Quante volte ho sentito le mie allieve di arpa pronunciare la frase: “Non ce la faccio”!
E quante volte ho visto bambini piangere o agitarsi perché non riuscivano a fare un movimento, a suonare uno strumento complicato?
Mi ritrovo a pensare: perché la usano così spesso? Perché il “non ce la faccio” è sempre più usato del “ce la faccio”?
Ancora non sono venuta a capo di questa cosa. Ma ho alcune teorie…
Probabilmente ha una grande influenza la società in cui viviamo ora, che ci insegna a essere vincenti, subito e senza ripensamenti. Uno deve nascere superman e affrontare tutto con grinta, volando tra i problemi, superandoli senza cadere mai. Superman non può permettersi prove ed errori, deve far tutto giusto al primo colpo. Ne vale della sopravvivenza del pianeta, mica si scherza! 😉
O forse è semplicemente il modo più semplice per affrontare un problema:
- c’è un problema
- io non ce la faccio
- il problema non è più mio
Che sia per un motivo o per l’altro una cosa è sicura e l’ho ritrovata in questa frase: “La convinzione di non essere capace rende incapaci”.

» Cosa fare
Nella pagina, quale frase pronunciano spesso le allieve di arpa? Per rispondere basati unicamente sulla pagina.

» Dati elencati
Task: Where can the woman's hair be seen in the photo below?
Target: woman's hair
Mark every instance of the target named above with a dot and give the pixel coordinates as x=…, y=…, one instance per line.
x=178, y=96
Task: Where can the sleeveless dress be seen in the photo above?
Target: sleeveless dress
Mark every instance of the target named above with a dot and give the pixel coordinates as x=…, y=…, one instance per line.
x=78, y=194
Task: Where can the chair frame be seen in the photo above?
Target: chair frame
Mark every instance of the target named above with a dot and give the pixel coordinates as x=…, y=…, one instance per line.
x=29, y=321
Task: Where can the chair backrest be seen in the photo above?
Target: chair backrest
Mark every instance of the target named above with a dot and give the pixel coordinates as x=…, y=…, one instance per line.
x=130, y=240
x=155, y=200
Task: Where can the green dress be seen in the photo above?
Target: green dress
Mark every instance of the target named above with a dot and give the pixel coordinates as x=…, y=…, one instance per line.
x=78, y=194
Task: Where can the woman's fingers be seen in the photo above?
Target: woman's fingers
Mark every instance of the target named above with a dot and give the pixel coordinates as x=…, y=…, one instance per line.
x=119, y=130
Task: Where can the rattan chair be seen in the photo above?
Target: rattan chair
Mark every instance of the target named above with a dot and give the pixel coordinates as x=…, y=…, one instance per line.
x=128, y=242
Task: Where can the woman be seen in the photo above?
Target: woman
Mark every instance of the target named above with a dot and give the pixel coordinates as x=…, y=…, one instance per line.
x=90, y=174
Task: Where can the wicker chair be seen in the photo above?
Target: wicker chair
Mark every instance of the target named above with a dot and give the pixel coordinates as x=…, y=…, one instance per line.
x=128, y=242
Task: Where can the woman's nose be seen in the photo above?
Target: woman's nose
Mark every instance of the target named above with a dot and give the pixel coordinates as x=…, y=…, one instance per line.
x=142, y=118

--

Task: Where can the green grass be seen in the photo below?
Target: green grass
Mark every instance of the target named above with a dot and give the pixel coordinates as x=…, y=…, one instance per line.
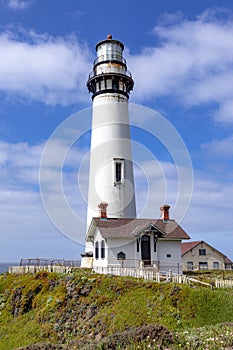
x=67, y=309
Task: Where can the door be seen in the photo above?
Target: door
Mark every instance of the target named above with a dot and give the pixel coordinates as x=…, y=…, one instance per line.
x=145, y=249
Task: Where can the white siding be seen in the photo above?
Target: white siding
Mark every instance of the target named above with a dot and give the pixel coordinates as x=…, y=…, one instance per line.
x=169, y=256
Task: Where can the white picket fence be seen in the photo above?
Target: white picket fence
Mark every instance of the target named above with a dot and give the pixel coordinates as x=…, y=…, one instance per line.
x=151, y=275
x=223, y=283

» Risultato
“Non ce la faccio”.